■ Supplied data
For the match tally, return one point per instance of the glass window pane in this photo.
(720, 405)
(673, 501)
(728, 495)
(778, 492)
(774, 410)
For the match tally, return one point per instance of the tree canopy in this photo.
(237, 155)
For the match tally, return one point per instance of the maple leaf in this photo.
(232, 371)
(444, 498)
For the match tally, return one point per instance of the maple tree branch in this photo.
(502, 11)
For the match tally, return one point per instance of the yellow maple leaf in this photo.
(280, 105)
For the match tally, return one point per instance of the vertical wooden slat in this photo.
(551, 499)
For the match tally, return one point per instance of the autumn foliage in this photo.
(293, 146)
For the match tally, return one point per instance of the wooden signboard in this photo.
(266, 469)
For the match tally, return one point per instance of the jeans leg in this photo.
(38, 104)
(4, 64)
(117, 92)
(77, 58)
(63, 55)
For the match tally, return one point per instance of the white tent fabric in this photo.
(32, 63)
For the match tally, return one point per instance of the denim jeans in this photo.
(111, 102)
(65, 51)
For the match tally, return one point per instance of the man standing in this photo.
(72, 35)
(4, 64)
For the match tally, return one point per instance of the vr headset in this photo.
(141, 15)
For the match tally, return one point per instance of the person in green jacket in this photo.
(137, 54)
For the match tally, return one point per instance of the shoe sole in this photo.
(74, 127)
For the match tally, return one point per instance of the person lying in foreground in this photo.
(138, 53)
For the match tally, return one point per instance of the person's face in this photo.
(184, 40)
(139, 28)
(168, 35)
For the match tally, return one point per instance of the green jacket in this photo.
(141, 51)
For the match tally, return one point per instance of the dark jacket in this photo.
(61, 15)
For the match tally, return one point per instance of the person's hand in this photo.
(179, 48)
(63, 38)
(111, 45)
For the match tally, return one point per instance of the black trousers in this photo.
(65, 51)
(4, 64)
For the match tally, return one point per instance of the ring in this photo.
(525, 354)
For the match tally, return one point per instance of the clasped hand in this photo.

■ What needs to be done
Each line of the listing should be copied exactly, with none left out.

■ Written solution
For the match tally, return one point per instance of the glass window pane in this photo.
(720, 405)
(673, 501)
(728, 495)
(778, 492)
(774, 410)
For the match tally, return one point per instance of the tree canopy in this photo.
(237, 155)
For the match tally, return one point per instance of the maple leaf in this photo.
(232, 371)
(444, 498)
For the match tally, return one point per instance of the maple tree branch in this photo.
(502, 11)
For the match tally, return one point per instance of the yellow maple leaf in this photo.
(280, 105)
For the match tally, return one point per instance of the vertical wooden slat in this photo.
(551, 499)
For the match tally, return one point per instance of the autumn foliage in this photo.
(293, 146)
For the match tally, return one point per instance of the wooden signboard in this photo.
(266, 469)
For the match tally, return one point per instance of the jeans leg in this photo.
(38, 104)
(4, 64)
(117, 92)
(77, 58)
(63, 55)
For the match tally, return one point per instance of the white tent fabric in this photo.
(32, 63)
For the match tally, return one point per instance of the denim jeans in this photo.
(111, 102)
(65, 51)
For the match tally, return one point per instance of the man standing in this photo.
(72, 35)
(4, 64)
For the match tally, return one point per instance of the vr headset in this photo.
(141, 15)
For the match tally, return one point per instance of the person in green jacket in this photo.
(137, 54)
For the match tally, return one point per instance of the shoe sole in this photo.
(74, 127)
For the match tally, return one point per instance of the person lying in foreground in this photo.
(138, 53)
For the match tally, return one point per instance of the person's face in this photo.
(184, 40)
(139, 28)
(168, 35)
For the match tally, return one point per instance of the green jacket in this photo.
(141, 51)
For the match tally, return one point per instance of the dark jacket in this photo.
(61, 15)
For the match tally, return one point per instance of the person's hand in this photo.
(179, 48)
(63, 38)
(111, 45)
For the match tally, return one point per instance of the black trousers in this photo.
(65, 51)
(4, 64)
For the match tally, return one point per instance of the ring in this photo.
(525, 354)
For the match tally, return one point per instance of the clasped hand in this photo.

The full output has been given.